(Saved data entries)

**********

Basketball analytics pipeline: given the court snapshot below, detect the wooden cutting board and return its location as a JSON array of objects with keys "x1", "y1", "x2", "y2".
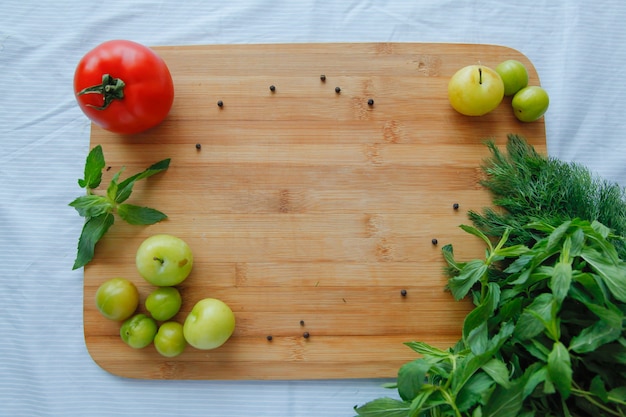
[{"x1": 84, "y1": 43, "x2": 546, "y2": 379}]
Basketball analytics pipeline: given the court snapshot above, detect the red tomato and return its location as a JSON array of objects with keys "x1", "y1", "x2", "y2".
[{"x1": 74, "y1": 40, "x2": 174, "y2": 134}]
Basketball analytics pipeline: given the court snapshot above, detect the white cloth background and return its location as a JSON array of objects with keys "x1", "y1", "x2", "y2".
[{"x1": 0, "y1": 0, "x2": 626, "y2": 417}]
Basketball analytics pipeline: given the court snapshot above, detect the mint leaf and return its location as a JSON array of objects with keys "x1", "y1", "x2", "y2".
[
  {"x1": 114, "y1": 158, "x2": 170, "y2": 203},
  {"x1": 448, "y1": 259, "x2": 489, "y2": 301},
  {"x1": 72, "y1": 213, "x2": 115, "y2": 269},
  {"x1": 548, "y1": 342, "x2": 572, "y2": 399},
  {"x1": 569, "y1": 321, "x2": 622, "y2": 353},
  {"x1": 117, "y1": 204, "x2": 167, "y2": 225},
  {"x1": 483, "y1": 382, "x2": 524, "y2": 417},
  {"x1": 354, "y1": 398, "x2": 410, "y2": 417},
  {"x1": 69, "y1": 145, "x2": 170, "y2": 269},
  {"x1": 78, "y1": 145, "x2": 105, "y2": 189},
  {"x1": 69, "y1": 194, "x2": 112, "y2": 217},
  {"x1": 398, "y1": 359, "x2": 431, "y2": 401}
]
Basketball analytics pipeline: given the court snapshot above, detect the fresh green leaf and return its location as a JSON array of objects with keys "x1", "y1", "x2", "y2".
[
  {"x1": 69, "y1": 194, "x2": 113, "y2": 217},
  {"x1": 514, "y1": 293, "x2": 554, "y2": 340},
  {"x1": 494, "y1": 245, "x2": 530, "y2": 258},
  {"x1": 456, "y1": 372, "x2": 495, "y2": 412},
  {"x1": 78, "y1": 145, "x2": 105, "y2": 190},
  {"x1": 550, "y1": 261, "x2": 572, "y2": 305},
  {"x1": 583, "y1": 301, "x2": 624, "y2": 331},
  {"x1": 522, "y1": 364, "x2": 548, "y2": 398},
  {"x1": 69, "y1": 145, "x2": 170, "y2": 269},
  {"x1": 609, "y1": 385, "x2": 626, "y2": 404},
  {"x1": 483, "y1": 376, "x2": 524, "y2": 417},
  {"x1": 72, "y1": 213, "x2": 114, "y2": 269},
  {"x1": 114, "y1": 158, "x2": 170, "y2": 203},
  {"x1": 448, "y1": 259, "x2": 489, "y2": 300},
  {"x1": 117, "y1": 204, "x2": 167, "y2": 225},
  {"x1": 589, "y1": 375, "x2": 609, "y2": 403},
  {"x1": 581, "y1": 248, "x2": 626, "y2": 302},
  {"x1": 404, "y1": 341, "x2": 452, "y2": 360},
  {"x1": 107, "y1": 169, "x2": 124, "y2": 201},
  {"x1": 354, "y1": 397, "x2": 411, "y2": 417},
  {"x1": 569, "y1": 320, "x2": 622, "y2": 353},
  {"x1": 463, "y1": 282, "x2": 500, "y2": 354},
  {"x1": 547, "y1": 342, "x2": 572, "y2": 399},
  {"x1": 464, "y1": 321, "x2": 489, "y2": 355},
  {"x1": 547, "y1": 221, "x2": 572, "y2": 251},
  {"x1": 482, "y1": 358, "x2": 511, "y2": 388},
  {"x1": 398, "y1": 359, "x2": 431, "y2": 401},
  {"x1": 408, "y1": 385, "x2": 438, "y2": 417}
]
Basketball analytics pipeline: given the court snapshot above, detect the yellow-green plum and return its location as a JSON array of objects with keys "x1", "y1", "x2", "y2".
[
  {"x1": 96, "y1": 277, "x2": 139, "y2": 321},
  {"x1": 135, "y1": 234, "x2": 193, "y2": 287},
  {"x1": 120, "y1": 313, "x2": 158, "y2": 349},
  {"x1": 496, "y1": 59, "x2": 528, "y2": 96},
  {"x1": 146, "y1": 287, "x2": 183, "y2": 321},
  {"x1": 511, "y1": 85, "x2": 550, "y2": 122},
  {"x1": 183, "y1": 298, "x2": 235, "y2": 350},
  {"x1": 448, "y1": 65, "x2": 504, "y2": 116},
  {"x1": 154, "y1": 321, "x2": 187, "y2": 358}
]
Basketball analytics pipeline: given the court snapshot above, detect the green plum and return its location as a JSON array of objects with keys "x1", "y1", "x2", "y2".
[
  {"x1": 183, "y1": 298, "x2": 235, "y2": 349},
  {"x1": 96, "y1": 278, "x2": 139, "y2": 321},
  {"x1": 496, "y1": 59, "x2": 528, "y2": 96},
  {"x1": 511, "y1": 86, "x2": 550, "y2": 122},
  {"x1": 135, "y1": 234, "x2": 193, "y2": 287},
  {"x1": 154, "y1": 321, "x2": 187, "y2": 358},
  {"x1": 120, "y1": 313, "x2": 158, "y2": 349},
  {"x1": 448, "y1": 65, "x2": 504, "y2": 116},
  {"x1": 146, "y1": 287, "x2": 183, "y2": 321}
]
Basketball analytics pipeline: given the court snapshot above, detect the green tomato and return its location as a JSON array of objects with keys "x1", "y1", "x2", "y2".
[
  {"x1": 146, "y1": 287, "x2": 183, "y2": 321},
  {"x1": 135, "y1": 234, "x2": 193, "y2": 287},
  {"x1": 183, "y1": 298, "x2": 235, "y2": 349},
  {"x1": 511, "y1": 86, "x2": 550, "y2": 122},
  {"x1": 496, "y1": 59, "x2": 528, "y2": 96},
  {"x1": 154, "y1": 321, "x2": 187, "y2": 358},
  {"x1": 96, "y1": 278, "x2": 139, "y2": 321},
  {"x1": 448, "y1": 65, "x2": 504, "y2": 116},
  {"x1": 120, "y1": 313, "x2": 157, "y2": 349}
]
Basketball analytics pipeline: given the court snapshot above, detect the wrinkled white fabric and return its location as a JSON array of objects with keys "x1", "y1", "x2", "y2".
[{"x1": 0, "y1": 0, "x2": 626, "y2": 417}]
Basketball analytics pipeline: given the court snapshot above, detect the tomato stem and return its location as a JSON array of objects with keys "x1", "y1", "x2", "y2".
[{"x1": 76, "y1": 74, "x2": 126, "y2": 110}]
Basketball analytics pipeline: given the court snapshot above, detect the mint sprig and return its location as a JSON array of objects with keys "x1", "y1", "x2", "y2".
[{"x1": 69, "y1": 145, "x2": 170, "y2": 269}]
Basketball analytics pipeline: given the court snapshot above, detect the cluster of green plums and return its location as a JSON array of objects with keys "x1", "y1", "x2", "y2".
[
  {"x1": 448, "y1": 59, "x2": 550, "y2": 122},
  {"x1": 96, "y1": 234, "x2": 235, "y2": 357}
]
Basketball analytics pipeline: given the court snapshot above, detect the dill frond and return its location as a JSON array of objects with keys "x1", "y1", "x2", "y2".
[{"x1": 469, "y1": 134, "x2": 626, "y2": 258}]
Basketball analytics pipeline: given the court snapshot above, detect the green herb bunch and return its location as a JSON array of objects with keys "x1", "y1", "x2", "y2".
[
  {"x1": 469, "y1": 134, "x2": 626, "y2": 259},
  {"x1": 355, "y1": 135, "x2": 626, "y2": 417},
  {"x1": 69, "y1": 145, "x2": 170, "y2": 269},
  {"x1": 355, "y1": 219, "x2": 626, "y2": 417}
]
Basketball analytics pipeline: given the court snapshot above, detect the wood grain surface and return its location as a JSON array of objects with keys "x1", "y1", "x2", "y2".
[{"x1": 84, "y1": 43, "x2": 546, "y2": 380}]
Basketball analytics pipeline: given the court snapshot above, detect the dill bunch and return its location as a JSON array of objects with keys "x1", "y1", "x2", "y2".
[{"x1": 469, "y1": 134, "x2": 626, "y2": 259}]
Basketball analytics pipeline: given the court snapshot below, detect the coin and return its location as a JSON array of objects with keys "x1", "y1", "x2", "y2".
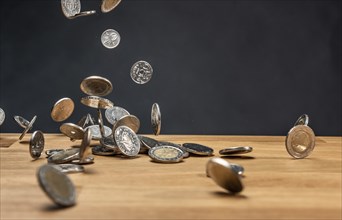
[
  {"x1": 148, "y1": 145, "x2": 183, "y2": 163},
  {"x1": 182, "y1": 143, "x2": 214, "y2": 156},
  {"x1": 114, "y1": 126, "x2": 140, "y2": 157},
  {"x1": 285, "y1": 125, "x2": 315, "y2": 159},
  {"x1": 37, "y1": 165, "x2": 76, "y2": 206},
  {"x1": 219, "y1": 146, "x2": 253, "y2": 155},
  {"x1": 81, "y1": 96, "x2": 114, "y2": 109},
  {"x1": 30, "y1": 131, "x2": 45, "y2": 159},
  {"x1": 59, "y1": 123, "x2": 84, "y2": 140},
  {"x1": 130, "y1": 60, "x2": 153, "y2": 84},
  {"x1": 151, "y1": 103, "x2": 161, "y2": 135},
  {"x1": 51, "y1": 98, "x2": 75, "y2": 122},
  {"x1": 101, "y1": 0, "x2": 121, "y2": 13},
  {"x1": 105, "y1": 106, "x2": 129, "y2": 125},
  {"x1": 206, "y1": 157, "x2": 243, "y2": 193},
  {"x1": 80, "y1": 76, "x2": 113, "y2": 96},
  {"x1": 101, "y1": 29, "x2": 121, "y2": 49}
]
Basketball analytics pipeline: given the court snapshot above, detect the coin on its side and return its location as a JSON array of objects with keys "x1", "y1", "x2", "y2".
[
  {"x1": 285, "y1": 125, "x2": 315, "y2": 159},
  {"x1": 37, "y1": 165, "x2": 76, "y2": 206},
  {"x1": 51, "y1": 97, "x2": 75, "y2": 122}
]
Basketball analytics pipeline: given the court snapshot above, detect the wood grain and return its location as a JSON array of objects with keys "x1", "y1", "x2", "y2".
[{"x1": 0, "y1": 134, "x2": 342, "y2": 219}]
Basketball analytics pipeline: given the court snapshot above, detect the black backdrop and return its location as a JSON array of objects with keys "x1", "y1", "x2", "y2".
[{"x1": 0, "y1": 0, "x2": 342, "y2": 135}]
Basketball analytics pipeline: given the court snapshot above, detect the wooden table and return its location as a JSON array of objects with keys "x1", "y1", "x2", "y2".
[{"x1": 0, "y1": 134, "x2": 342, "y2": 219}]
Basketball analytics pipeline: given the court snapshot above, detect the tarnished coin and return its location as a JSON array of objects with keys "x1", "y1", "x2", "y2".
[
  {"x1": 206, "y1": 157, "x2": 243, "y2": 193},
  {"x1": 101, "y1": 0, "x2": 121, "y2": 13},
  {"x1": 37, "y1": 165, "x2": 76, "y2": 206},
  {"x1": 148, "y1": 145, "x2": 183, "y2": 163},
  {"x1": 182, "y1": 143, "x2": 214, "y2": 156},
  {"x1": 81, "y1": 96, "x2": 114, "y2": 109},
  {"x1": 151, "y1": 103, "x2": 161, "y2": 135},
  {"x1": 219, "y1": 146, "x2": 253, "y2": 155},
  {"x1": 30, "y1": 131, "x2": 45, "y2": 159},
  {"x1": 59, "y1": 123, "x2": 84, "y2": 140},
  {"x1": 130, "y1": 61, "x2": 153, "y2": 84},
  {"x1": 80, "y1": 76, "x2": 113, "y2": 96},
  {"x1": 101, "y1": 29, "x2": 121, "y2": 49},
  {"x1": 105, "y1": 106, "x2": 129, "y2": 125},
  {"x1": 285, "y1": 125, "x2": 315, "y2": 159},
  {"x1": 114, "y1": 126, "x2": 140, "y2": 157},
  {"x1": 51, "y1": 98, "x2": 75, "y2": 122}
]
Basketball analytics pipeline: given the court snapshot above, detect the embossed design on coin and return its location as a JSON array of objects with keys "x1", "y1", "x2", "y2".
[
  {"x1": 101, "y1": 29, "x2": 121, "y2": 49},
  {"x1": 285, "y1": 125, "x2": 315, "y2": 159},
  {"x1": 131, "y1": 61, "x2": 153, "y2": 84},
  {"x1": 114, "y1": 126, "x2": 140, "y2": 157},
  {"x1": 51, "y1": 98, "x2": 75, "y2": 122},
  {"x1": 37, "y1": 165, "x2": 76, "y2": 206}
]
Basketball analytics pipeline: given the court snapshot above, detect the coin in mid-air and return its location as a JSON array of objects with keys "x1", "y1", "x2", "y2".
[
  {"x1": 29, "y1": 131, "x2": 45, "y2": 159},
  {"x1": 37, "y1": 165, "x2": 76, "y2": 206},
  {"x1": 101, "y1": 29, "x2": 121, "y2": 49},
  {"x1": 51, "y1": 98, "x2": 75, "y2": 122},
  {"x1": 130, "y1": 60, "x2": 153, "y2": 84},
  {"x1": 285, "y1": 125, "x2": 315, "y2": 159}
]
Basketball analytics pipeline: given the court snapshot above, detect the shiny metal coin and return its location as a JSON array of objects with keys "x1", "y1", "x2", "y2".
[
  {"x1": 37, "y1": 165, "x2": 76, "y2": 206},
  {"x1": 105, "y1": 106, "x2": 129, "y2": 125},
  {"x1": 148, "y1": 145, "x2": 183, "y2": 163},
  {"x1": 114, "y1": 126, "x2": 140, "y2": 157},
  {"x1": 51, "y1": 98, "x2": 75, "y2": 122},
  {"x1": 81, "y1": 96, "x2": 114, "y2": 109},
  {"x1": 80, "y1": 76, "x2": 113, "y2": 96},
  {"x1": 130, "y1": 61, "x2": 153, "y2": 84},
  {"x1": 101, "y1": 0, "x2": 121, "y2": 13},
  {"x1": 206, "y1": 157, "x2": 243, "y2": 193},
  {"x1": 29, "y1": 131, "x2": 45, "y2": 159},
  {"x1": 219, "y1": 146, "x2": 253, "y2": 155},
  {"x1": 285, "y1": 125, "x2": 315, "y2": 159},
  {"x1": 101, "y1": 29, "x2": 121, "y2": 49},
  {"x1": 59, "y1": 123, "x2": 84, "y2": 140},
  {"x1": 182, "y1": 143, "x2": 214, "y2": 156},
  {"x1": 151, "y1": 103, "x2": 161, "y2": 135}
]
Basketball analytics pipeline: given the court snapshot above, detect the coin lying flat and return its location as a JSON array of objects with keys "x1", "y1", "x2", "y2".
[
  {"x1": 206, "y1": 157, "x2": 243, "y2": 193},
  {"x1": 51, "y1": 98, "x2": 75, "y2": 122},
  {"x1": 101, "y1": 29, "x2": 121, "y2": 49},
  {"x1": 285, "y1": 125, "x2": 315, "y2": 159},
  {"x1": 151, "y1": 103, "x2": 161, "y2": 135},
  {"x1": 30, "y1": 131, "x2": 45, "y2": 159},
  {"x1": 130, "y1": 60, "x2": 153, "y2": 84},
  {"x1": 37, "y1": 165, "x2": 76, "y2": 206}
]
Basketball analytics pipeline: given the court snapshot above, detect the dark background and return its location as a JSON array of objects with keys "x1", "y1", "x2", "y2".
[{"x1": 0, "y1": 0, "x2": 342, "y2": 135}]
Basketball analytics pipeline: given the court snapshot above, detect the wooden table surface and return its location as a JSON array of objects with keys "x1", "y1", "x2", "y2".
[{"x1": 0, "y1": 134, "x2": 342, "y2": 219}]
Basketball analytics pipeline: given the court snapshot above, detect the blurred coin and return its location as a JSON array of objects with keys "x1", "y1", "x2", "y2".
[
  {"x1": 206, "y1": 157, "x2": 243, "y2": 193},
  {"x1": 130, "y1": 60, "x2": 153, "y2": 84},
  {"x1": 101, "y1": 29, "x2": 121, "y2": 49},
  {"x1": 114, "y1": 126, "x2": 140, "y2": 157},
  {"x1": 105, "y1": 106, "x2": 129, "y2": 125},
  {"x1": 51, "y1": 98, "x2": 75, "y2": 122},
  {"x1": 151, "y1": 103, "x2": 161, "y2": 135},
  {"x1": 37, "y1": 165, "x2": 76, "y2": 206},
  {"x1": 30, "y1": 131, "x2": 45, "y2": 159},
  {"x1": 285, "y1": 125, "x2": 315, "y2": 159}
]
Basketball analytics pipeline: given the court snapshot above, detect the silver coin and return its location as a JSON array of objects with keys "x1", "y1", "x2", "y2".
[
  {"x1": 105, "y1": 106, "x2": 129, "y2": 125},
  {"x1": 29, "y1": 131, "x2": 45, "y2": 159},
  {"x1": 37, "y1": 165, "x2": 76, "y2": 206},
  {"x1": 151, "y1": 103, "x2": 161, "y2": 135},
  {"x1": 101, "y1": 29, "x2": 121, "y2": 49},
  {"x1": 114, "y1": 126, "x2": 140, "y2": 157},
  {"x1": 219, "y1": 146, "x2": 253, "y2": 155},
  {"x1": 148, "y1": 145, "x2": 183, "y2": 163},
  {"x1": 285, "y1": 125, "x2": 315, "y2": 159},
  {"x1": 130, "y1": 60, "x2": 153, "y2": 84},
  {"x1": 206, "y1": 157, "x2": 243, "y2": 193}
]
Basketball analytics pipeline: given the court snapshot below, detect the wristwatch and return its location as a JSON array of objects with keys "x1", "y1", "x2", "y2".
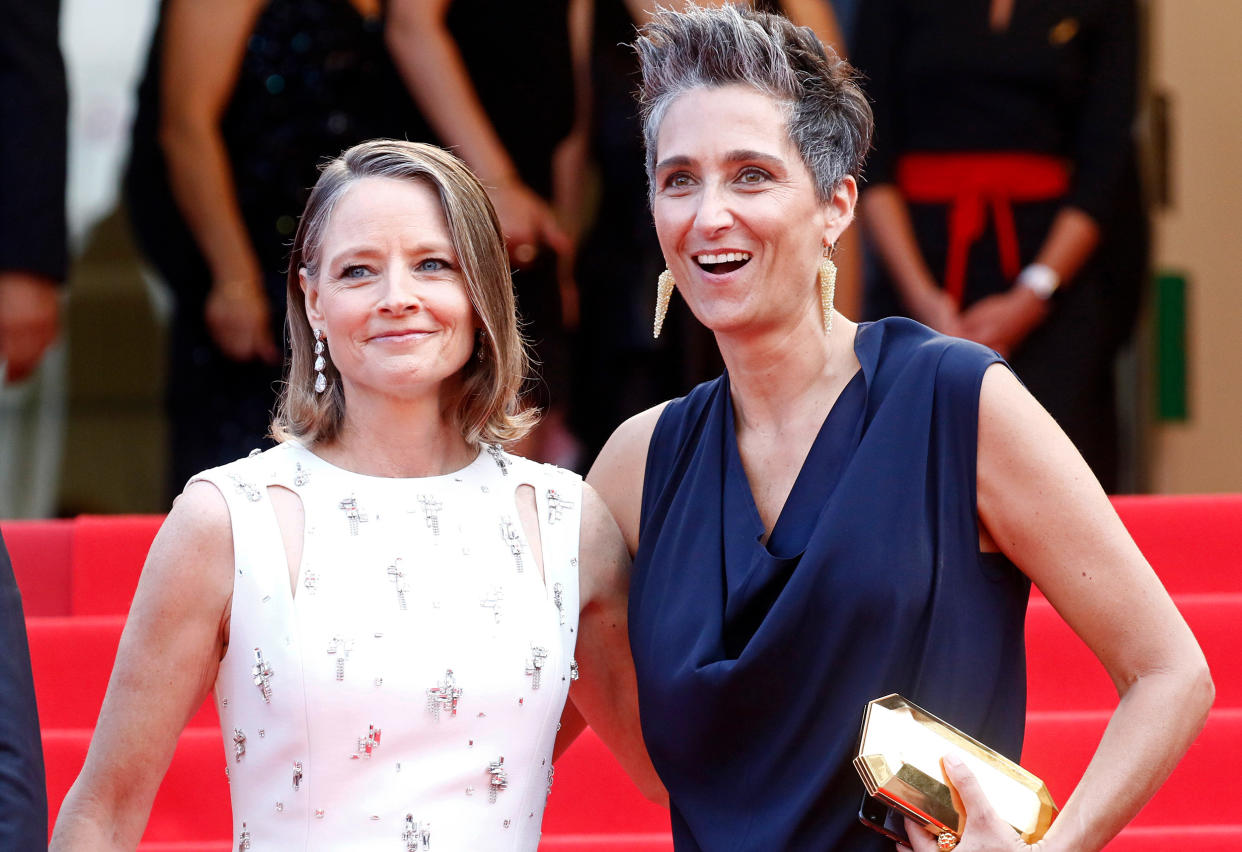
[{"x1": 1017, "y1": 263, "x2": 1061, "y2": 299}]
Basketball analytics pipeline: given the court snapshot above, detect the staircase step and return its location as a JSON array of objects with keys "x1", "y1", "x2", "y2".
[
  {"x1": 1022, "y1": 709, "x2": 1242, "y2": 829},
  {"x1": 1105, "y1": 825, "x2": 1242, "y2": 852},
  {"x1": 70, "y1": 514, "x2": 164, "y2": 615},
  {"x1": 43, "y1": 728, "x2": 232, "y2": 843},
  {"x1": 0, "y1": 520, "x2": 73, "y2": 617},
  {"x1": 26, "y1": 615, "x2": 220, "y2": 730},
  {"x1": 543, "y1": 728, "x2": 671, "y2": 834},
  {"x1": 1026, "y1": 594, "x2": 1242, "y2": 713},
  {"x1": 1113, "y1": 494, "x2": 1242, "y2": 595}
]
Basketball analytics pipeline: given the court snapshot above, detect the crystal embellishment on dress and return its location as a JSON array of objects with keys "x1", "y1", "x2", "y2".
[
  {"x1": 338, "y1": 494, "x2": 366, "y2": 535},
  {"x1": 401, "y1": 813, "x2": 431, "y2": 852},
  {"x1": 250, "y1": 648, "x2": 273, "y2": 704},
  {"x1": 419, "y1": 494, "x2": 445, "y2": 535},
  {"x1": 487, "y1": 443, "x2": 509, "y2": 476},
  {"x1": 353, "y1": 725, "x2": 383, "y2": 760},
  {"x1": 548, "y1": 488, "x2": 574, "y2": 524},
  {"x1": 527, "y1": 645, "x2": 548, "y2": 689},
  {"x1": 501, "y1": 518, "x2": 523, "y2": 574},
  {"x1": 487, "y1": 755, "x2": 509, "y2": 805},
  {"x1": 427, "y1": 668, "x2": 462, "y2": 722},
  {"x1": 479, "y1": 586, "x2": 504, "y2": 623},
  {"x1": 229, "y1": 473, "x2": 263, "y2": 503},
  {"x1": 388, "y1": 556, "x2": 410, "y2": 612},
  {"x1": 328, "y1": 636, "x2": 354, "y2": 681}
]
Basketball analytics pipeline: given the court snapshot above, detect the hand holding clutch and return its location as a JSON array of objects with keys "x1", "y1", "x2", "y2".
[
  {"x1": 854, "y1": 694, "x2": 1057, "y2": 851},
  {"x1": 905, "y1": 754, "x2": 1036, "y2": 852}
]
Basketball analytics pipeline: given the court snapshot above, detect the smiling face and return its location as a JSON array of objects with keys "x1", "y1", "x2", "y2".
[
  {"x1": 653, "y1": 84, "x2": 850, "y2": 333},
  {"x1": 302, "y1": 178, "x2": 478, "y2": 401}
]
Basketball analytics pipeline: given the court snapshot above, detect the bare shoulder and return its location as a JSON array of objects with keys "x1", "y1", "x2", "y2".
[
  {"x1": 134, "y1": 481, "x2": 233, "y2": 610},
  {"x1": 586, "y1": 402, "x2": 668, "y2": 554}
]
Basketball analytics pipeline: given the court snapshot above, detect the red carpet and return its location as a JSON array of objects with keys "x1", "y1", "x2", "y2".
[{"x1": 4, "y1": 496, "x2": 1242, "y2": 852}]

**********

List every line of the entries above that contains the word "table". Match case exactly.

Solution below:
Basketball analytics pipeline: given the court snapshot above, detect the wooden table and return its location as a JSON array of objects with keys "x1", "y1", "x2", "y2".
Basketball analytics pipeline: given the court snapshot above, detect the wooden table surface and return its location as a JSON array of objects with keys "x1", "y1", "x2", "y2".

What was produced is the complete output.